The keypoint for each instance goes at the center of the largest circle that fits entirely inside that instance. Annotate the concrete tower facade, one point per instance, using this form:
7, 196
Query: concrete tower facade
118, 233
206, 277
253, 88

========

Reproduce the data above line for line, with no changes.

The keypoint for each instance goes at the center of the largest circle that fits entirely inside that instance. Annotate the concrete tower facade, one point per instance, using this form:
7, 196
Query: concrete tower facade
118, 233
206, 277
253, 88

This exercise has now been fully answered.